**Prompt 1**
In the Beogram keypad post, what was used on the oxidized leaf contacts?

**Selected passage**
━━━━━━

Featured Post

Beogram 4002: Restoration of DC Motor Video Published - Check It Out!

By popular request (really, I got quite a few emails about this!...;-), I finally completed my Beogram DC motor restoration video! It demon...

Thursday, June 28, 2018

Beogram 4002 (5513): Keypad and RPM Panel

I noticed that some of the Beogram's control panel buttons were slow to respond when pressing them. That usually means oxidation on the keypad contacts so I opened up the keypad assembly.
Sure enough, you can see the dull key contacts.

I unsoldered the contact pads and removed them for inspection. They didn't look too bad but the leaf contacts that the actuators press down on are all oxidized.

I used a fiberglass brush and some Deoxit to protect from future oxidation. The contacts all look nice and shiny again.

The last part of the electrical work is to change out the lamps for the RPM indicators. We recommend this because during the platter motor stability testing the LED replacement modules resulted in further stability of the motor speed. The RPM indicator lamps are part of the circuit that controls the platter motor. Each speed indicator has a knob to adjust the pitch (speed).

Here is the RPM indicator module with the original incandescent lamps.

Here is the RPM indicator with the Beolover lamp replacement modules.

The Beolover lamp replacement module is designed to work with the pitch control circuit and the SMD LED components used have been adjusted to mix light colors to match the original incandescent lamps.

Here are the 33 and 45 RPM speeds with the new light modules. The control panel buttons operate immediately as they are pressed now.

All of the Beogram functions are operating now. The next step is to check and adjust the Beogram per the service manual. Once those adjustments are made and all the checks pass it will be time to play vinyl again.

━━━━━━

**Prompt 2**
Please edit the entries from their start through the line containing "[525,20,563,108]", inclusive, changing "herb" to "garnish" and keeping everything else the same. Return only those lines.

**Provided records**
━━━━━━

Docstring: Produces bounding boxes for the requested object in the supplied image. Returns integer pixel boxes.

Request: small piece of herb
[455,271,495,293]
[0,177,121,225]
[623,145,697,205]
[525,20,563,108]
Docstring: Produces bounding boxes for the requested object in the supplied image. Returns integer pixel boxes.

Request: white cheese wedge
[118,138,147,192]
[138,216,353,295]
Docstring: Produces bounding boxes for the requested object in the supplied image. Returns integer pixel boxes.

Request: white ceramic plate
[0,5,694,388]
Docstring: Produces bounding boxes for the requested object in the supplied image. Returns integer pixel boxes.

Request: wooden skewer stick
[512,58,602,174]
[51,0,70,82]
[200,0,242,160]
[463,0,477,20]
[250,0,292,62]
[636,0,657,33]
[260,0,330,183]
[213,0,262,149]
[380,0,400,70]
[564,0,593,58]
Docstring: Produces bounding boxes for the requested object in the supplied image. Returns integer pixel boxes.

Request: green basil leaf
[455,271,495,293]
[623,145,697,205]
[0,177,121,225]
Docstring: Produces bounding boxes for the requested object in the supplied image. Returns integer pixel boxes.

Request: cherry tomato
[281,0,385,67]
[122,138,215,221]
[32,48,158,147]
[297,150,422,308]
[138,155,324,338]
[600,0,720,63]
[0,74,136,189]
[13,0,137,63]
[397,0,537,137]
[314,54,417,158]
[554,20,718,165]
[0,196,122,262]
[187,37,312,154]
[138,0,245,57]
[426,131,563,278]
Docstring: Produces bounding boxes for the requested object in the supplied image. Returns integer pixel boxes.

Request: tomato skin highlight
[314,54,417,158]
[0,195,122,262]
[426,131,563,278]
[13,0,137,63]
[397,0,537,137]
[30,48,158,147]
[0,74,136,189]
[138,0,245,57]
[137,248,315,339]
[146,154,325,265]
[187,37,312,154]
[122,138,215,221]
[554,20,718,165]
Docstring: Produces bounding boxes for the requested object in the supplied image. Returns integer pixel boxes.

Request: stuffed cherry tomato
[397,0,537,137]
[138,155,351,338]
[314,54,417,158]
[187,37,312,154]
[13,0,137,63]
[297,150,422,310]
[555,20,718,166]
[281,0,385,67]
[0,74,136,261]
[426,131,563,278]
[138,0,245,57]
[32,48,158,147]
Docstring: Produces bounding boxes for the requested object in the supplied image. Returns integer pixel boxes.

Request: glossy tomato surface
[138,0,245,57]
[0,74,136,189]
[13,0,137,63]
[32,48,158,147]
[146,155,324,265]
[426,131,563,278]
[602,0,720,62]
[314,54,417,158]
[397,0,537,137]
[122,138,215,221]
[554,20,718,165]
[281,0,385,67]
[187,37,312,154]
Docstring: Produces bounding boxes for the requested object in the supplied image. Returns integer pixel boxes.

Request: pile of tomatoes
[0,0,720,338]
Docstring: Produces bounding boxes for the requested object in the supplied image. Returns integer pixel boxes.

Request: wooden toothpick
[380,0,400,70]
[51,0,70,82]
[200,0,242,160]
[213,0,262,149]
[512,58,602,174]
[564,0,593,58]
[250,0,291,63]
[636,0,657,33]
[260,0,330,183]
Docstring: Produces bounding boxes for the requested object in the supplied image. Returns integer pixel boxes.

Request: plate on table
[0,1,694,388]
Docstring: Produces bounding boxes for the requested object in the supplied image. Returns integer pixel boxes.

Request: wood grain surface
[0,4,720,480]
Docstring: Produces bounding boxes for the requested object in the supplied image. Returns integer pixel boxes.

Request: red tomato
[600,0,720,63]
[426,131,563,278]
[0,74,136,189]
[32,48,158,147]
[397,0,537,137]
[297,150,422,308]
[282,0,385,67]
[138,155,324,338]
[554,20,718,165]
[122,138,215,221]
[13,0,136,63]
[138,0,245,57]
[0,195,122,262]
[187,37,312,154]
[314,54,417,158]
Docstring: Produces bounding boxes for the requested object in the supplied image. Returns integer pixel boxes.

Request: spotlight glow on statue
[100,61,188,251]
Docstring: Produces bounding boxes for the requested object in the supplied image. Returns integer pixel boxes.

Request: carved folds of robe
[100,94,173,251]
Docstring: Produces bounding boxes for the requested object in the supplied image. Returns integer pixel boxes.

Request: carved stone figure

━━━━━━

**Output 1**
A fiberglass brush and some Deoxit.

**Output 2**
Docstring: Produces bounding boxes for the requested object in the supplied image. Returns integer pixel boxes.

Request: small piece of garnish
[455,271,495,293]
[0,177,121,225]
[623,145,697,205]
[525,20,563,108]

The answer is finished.